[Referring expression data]
-- Opening Marker --

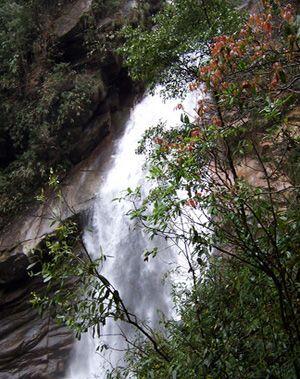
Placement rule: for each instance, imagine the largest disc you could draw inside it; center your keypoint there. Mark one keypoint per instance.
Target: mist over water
(139, 283)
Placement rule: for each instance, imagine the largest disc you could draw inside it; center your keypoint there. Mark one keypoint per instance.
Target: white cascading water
(139, 283)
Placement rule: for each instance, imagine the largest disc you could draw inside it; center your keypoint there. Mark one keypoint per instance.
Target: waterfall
(139, 283)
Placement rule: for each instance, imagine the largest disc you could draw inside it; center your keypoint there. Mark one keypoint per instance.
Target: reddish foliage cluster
(256, 42)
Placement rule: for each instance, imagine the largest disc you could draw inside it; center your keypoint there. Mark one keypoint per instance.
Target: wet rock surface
(31, 346)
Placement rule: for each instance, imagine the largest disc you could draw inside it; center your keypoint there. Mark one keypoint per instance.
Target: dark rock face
(31, 346)
(12, 267)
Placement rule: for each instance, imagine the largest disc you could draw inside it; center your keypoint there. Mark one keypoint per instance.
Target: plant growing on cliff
(238, 304)
(205, 202)
(170, 52)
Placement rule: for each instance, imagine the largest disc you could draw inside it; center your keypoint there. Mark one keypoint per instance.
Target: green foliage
(237, 307)
(77, 295)
(225, 329)
(170, 52)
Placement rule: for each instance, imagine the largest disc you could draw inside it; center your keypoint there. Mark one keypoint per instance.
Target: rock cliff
(32, 346)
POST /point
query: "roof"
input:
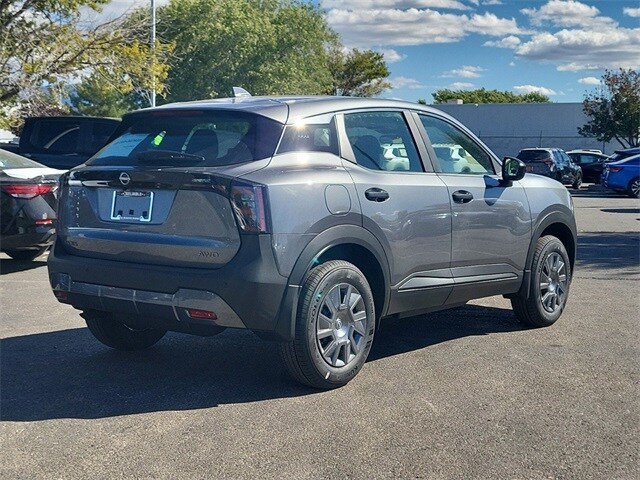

-- Closing Marker --

- Try it
Reproduce each entry word for word and cut the images.

- Problem solution
Placement rule: for each instance, imagine the largest disc you could draw inside it; center your keypoint there. Mark one keypoint per instance.
Target: mist over water
(139, 283)
Placement rule: for each instance, imagine the largest disc you could draw inside it; center your keypoint there. Mark one keypoint per instance.
Target: white cascading water
(139, 283)
Placement rule: for each instance, imagine the largest disc you could draw inside it; center your keypoint there. Mark one keypoint per instance.
Target: waterfall
(139, 283)
Placement rule: for each instance, imagine the largest disc you could draw inside it; center your keypoint there. Mark one keypoint per instance.
Target: reddish foliage cluster
(256, 42)
Placement rule: for each instance, imagine the largest disc you could draw inside it; center your keypoint there. Mark one keypoint per instance.
Target: wet rock surface
(31, 346)
Placement rule: for each instance, imagine the largest disc you could draw inside it; center your keypoint there. Mark one keypoint per instance.
Target: dark rock face
(31, 346)
(12, 267)
Placement rule: for each instance, imagine the largest disc you could draw inside it; center your keypoint there. Mark one keypoint per instance.
Target: plant growing on cliff
(238, 304)
(205, 202)
(170, 52)
Placement rule: for each instance, imagine the largest disc you could draw inside it; center your keypoint there. Mark one keypoint per instance.
Target: green foliage
(237, 307)
(77, 295)
(225, 329)
(170, 52)
Placement rule: for each instance, imagine the largest disc you could draw inside it; center your keypoint there. Mark one keypoint per instance.
Target: rock cliff
(32, 346)
POST /point
query: "roof"
input:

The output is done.